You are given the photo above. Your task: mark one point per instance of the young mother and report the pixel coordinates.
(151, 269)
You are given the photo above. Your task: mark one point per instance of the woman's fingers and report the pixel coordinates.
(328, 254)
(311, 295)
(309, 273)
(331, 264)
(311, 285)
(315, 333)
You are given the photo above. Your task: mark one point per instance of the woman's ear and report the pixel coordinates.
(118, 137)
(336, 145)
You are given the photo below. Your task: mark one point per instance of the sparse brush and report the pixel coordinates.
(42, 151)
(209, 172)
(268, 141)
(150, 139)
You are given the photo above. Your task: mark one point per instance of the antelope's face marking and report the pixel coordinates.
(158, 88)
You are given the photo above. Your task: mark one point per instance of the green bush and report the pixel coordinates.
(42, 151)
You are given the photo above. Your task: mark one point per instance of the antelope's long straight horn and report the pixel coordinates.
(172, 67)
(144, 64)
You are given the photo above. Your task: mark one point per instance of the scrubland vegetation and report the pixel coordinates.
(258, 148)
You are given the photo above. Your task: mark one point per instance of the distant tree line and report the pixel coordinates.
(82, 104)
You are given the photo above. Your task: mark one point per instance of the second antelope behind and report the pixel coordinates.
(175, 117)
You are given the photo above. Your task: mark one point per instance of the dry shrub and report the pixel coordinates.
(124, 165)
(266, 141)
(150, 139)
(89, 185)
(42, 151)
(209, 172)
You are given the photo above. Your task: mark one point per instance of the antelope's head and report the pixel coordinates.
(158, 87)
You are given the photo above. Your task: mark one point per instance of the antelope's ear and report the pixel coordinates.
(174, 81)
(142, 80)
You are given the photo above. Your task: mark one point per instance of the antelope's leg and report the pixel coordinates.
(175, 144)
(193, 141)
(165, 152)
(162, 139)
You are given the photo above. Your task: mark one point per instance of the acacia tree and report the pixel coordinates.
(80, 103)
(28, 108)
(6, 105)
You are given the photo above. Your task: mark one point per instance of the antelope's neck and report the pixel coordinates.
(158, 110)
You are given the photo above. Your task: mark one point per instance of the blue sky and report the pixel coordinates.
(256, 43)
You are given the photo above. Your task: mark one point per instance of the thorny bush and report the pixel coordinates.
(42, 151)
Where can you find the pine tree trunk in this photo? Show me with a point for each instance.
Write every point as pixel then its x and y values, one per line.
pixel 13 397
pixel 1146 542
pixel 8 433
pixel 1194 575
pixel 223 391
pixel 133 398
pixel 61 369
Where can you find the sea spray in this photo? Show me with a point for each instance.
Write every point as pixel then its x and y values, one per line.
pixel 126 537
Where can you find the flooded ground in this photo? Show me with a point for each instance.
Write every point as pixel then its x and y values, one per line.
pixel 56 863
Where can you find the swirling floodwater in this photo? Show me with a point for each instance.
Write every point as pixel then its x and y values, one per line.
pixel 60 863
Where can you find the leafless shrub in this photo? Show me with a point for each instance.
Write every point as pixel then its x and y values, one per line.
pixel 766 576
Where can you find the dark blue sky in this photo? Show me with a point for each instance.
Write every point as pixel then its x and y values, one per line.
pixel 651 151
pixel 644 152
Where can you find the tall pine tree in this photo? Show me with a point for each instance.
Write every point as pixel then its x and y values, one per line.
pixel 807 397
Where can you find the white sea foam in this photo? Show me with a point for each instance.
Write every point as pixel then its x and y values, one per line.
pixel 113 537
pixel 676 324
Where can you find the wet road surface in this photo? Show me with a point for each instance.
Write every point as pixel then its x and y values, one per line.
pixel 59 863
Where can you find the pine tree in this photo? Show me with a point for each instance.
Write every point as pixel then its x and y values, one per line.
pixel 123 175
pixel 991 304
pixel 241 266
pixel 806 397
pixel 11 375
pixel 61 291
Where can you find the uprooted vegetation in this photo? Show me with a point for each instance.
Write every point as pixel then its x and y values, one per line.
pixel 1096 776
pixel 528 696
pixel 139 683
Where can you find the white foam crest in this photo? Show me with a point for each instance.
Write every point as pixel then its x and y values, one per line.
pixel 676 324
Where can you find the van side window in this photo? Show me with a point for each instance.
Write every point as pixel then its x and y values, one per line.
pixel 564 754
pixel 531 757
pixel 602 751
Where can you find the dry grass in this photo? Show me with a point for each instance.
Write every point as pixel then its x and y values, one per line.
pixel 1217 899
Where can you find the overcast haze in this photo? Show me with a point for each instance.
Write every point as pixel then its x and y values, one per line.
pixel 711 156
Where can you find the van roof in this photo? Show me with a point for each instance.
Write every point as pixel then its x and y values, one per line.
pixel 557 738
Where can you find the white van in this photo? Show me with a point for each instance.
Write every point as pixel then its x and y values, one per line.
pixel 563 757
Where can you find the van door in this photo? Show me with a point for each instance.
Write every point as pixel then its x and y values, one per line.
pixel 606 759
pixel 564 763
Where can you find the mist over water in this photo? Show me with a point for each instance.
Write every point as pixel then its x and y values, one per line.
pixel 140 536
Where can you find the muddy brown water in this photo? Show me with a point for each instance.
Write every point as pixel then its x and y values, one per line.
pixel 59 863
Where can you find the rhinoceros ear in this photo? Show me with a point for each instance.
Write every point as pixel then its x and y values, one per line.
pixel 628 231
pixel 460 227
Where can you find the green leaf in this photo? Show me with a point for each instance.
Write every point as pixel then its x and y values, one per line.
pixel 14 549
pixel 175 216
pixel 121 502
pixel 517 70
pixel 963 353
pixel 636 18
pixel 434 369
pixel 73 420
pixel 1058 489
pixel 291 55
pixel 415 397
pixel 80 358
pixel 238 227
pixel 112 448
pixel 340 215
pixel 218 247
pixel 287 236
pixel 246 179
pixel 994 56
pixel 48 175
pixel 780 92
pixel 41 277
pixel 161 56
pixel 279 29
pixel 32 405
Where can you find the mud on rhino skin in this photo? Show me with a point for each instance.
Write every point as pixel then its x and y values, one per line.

————————

Take the listing above and set it down exactly.

You are given the photo above. Your task: mark one point per instance of the young mother and report the pixel coordinates.
(151, 269)
You are given the photo above. Your task: mark one point per instance of the woman's fingers and report the pixel coordinates.
(328, 254)
(311, 295)
(309, 273)
(331, 264)
(311, 285)
(315, 333)
You are given the photo above. Your task: mark one point per instance of the woman's ear and report the pixel coordinates.
(118, 137)
(336, 145)
You are given the photo below. Your task: mark one point per instance of the sparse brush and report the pixel coordinates.
(42, 151)
(209, 172)
(268, 141)
(150, 139)
You are given the photo above. Your task: mark one point per instance of the antelope's face marking and report the pixel coordinates.
(158, 88)
You are given the photo above. Your task: mark one point per instance of the green bush and report the pixel coordinates.
(42, 151)
You are given the photo above. Your task: mark one point per instance of the antelope's long straight horn and report the pixel coordinates.
(172, 67)
(144, 64)
You are given the photo above. Your task: mark one point per instance of the scrubland vegetation and report the pixel coordinates.
(258, 148)
You are given the photo above. Your task: mark one point per instance of the distant tree line and report the pixel coordinates.
(82, 104)
You are given the photo above. Your task: mark one point per instance of the second antelope behind and report the pixel coordinates.
(175, 117)
You are given the photo above. Your task: mark one point per instance of the dry shrub and report the pixel coordinates.
(124, 165)
(266, 141)
(150, 139)
(89, 185)
(42, 151)
(209, 172)
You are given the photo above. Your task: mark one point per instance of the antelope's head and report the pixel coordinates.
(158, 87)
You are given the photo above. Your task: mark one point per instance of the antelope's ear and report the pixel coordinates.
(174, 81)
(142, 80)
You are given the photo above. Your task: mark one point per instance of the antelope's leg and report the pixel coordinates.
(175, 144)
(193, 141)
(165, 152)
(162, 139)
You are given the photo above. Your task: mark one point per instance of the acacia tree and report the pixel coordinates.
(80, 103)
(28, 108)
(6, 105)
You are given the photo above. Your task: mark one point per instance of the antelope's neck and report the pixel coordinates.
(158, 110)
You are given the photo above. Your task: mark one point per instance of the blue sky and report the pixel coordinates.
(256, 43)
You are given the photo above. Your task: mark one point per instance of the thorny bush and report the pixel coordinates.
(42, 151)
Where can you find the pine tree trunk in this photo? Show me with a point for each instance.
Write every point as pixel then its x and y values, one per line.
pixel 13 397
pixel 1146 542
pixel 8 433
pixel 1194 575
pixel 223 391
pixel 133 398
pixel 61 369
Where can you find the sea spray in this photo? Show me with a point for each instance.
Write every point as pixel then its x and y values, one per line.
pixel 126 537
Where can you find the flooded ground in this photo? Show me with a point for each instance.
Write every point as pixel then its x and y values, one per line.
pixel 56 863
Where can you find the swirling floodwater in this photo? Show me with a point for each instance.
Write every point as pixel then its x and y values, one per line.
pixel 60 863
Where can you find the leafless shrub in this photo? Show me with a point for each instance.
Write every point as pixel then its x and y values, one per line.
pixel 766 576
Where can you find the dark blue sky in this photo? Show me with a point for each instance.
Write every point as pixel then its x and y values, one per line.
pixel 651 151
pixel 644 152
Where can you find the tall pine tree in this photo? Show me with a point for each instance.
Write every point as pixel then its x and y values, one per line.
pixel 807 397
Where can you find the white sea foam in this photo? Show me with a point for each instance.
Write every point as pixel then its x and y values, one per line.
pixel 113 537
pixel 676 324
Where can you find the wet road surface in this photo? Show me with a point for each instance.
Write every point as pixel then its x and y values, one per line.
pixel 59 863
Where can you find the pine tree in this photo? Show me with a point for each instance.
Write every point as pixel then its x and y values, one per line.
pixel 123 175
pixel 991 304
pixel 241 266
pixel 806 397
pixel 11 375
pixel 61 291
Where can you find the uprooted vegetation in this photo? Show me with a point for each instance.
Write every point as pixel then its x and y values, one per line.
pixel 1096 776
pixel 528 696
pixel 139 683
Where can you find the white foam crest in this photo? Show me with a point for each instance.
Write every point as pixel then its x and y values, one per line.
pixel 676 324
Where can you find the van side window in this photo? Show me with a point for each instance.
Write every point as pixel then its x and y values, one per line.
pixel 564 754
pixel 531 757
pixel 602 751
Where can you find the dry grass in this photo? Show me with a point for each instance.
Write every point as pixel then its x and y values, one per line.
pixel 1217 899
Where can you find the overcast haze in this photo? Show me with a point for each instance.
Write every point as pixel then its x and y values, one per line.
pixel 711 156
Where can you find the van roof in this photo? Show me with a point for each instance.
Write every point as pixel then its x and y values, one per line.
pixel 557 738
Where can you find the white van in this photo? Show me with a point for each instance.
Write every point as pixel then its x and y values, one per line.
pixel 563 757
Where can you find the van door in this photo? Show me with a point for each instance.
Write every point as pixel then its x and y values, one per line.
pixel 606 759
pixel 564 763
Where can you find the mist over water in this photo? Show me with a point for each instance.
Write every point as pixel then its x and y values, one per line.
pixel 140 536
Where can you find the muddy brown water in this photo? Show me with a point for each instance.
Write every point as pixel then its x and y values, one per line.
pixel 59 863
Where can you find the rhinoceros ear in this photo? Show me with a point for each instance.
Write every point as pixel then its x and y values, one per line.
pixel 628 231
pixel 460 227
Where can you find the green leaf in this photo? Show me with a point for each instance.
Write every point as pixel then its x and y values, one per line.
pixel 14 549
pixel 175 216
pixel 121 502
pixel 517 70
pixel 963 353
pixel 636 18
pixel 434 369
pixel 73 420
pixel 1058 489
pixel 291 55
pixel 415 397
pixel 80 358
pixel 238 227
pixel 112 448
pixel 340 215
pixel 218 247
pixel 287 236
pixel 246 179
pixel 994 56
pixel 48 175
pixel 780 92
pixel 41 277
pixel 161 56
pixel 279 29
pixel 32 405
Where can you find the mud on rhino skin in this photo? Show me with a point for each instance.
Write every point as pixel then its x and y values, one per line.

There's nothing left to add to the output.